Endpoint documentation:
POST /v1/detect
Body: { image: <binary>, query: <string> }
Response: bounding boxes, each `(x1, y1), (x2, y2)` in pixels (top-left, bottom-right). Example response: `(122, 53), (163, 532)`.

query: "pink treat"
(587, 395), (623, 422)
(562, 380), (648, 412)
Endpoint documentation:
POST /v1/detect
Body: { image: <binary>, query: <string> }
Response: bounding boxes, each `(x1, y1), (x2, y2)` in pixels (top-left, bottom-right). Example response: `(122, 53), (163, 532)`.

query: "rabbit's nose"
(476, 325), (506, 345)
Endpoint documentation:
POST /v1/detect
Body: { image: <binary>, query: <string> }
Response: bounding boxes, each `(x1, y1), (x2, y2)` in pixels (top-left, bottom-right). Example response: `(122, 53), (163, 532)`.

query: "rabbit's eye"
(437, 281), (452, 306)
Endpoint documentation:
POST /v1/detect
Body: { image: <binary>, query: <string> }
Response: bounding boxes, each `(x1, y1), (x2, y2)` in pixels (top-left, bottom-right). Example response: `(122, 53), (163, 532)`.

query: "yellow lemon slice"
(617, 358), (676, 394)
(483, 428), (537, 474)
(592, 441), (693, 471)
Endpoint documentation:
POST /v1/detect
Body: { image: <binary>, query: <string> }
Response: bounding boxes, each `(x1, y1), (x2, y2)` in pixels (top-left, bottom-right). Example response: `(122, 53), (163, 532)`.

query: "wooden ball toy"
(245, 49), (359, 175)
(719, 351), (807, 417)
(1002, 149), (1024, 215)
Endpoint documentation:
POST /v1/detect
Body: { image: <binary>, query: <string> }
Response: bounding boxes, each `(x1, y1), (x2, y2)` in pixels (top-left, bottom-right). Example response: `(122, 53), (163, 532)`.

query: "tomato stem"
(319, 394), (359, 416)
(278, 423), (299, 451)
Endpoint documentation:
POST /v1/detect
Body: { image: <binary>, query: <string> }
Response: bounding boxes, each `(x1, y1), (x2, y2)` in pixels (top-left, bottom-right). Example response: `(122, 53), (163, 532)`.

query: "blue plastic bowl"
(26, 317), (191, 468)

:::::

* _Given instruction_: Retype the whole listing, matching it exactly.

* _Written solution_:
Endpoint documentation:
POST /v1/detect
Body: { image: <binary>, query: <string> }
Response: bounding boxes, each `(x1, y1), (x2, y2)` in pixels (top-left, bottom-right). Example response: `(122, 53), (163, 532)`.

query: "pink treat"
(587, 395), (623, 422)
(562, 380), (648, 412)
Endpoint documentation:
POST /v1/detect
Body: { image: <binary>, query: <string> }
Response: bounding boxes, each `(x1, y1), (x2, y2)` in pixels (top-left, bottom-right). Example response: `(122, 53), (163, 532)`.

query: "rabbit's nose"
(476, 325), (506, 345)
Endpoint documentation:
POST /v1/detect
Body: { image: <binary>, query: <string> }
Response: bounding boxes, each `(x1, y1), (x2, y2)` in pixels (top-left, bottom-right). Example response: `(122, 53), (163, 532)`.

query: "rabbit's eye"
(437, 281), (452, 306)
Endpoint documentation:
POST /v1/detect
Body: { image: <binary>, query: <string> }
Response: bounding boxes, each `(x1, y1), (x2, y2)` in pixels (top-left, bottom-right). Example response: `(122, 53), (163, 532)`.

query: "yellow lemon slice"
(617, 358), (676, 394)
(483, 428), (537, 474)
(592, 441), (693, 471)
Endpoint documentation:
POST /v1/detect
Body: { image: <binary>, query: <string> }
Response: bounding boxes, each `(x1, y1), (x2, y2)` in pixels (top-left, bottom-right). Example response: `(122, 53), (163, 532)`.

query: "wooden ball toy"
(245, 49), (359, 175)
(719, 351), (807, 417)
(1002, 149), (1024, 215)
Endpoint documentation:
POST /v1/detect
Body: { image: <binary>, query: <string> }
Response: bounding boxes, each `(x1, y1), (x2, y2)` in pixels (top-left, bottom-right). Example response: `(122, 53), (163, 532)`.

query: "tomato stem"
(319, 394), (359, 416)
(278, 423), (299, 451)
Endpoint documentation:
POST /v1/detect
Body: { image: <binary>, query: <string> }
Response: bounding boxes, each `(x1, y1), (x2, y2)` in pixels (top-left, bottom-right). Example response: `(122, 53), (163, 532)`.

query: "blue plastic bowl"
(26, 317), (191, 468)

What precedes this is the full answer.